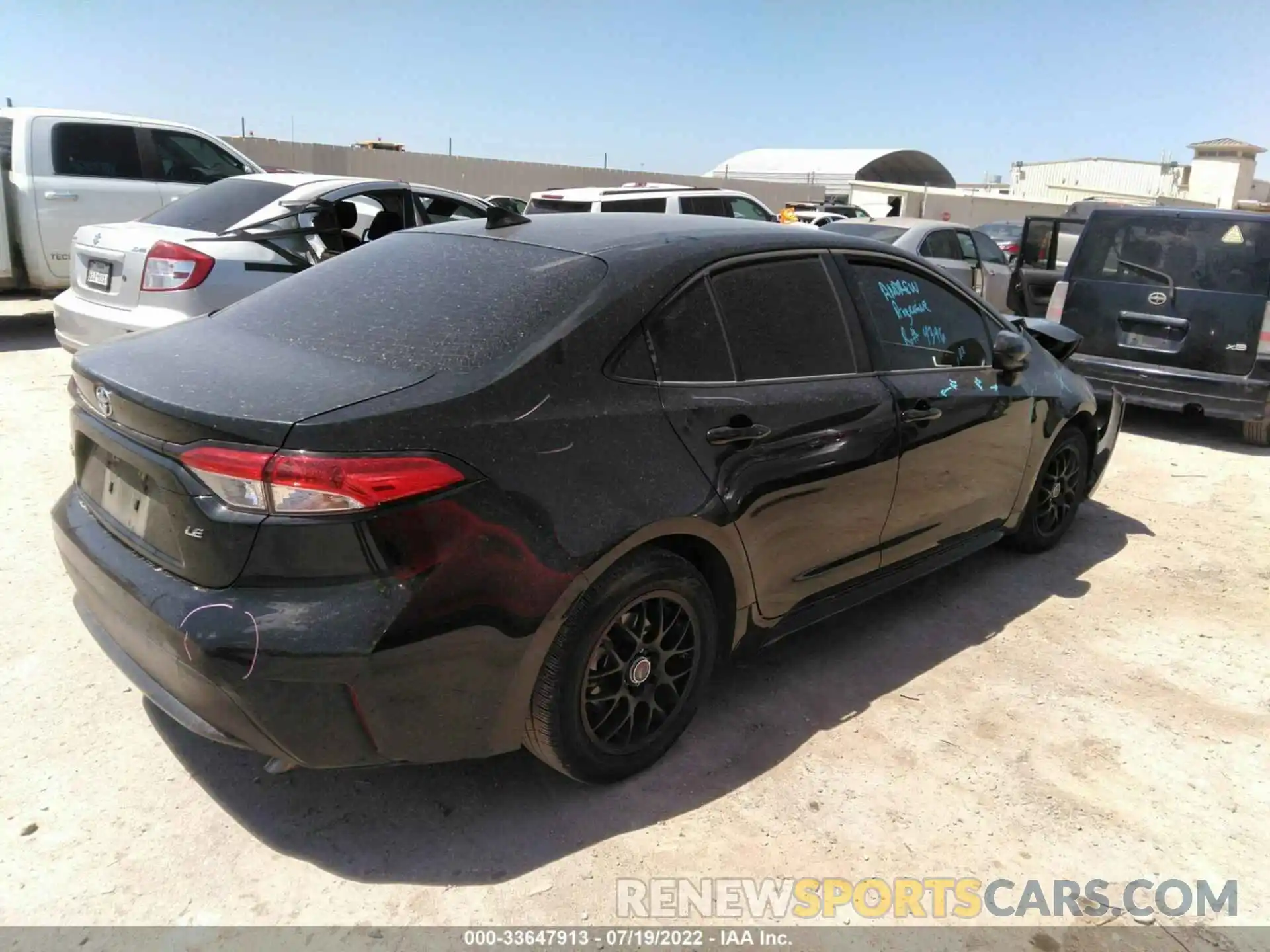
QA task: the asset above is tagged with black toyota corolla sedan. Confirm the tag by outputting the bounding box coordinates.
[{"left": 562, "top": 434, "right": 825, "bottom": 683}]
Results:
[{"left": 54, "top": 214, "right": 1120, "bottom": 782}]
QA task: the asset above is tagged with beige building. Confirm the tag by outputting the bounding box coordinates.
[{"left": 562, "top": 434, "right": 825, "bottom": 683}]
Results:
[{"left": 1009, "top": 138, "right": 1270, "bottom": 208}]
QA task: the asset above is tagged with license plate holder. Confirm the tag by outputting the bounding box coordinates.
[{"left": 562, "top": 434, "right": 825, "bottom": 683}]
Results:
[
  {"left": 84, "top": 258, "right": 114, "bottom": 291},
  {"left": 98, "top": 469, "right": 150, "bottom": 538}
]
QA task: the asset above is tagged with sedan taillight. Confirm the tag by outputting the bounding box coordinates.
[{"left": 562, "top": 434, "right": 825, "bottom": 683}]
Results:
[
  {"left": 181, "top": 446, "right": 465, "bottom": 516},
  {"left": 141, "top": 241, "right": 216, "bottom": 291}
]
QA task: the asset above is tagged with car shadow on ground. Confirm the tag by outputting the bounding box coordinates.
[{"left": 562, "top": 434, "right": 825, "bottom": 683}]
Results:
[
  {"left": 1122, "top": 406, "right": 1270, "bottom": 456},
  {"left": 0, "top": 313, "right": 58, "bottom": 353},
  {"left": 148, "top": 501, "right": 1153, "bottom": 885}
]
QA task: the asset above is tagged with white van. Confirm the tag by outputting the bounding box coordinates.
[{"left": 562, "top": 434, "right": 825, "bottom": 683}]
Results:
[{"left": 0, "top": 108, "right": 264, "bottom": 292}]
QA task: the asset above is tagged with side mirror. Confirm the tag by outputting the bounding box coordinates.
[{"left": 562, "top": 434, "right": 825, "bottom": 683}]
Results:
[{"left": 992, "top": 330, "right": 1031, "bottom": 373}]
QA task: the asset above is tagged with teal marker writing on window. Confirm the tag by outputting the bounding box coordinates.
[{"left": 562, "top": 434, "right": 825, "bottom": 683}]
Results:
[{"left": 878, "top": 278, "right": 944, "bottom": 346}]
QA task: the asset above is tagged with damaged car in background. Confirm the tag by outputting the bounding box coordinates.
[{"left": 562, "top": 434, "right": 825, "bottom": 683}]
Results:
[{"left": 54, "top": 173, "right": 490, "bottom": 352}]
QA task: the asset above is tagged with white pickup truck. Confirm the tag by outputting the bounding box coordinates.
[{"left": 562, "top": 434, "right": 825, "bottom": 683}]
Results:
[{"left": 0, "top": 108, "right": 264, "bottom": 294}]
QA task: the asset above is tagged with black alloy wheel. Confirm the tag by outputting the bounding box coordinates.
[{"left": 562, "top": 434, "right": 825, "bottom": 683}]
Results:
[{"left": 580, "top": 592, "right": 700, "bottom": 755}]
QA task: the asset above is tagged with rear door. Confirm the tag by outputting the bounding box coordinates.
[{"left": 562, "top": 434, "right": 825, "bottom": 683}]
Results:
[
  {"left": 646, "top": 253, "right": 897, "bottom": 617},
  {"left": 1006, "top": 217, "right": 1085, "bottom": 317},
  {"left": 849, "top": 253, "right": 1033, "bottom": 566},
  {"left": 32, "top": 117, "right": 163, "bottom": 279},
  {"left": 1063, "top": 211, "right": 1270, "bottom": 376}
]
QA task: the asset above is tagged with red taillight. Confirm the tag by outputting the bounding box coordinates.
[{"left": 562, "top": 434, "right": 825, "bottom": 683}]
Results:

● ● ● ● ●

Render the rows as a JSON list of strings with one string per line and blank lines omitted, starting at the line containing "QA task: the asset above is tagged with red" and ending at the last line of the rows.

[
  "QA task: the asset above is tagged with red taillight. Confirm the tag by outputting the bounding box coordinates.",
  "[{\"left\": 562, \"top\": 434, \"right\": 825, \"bottom\": 683}]",
  "Results:"
]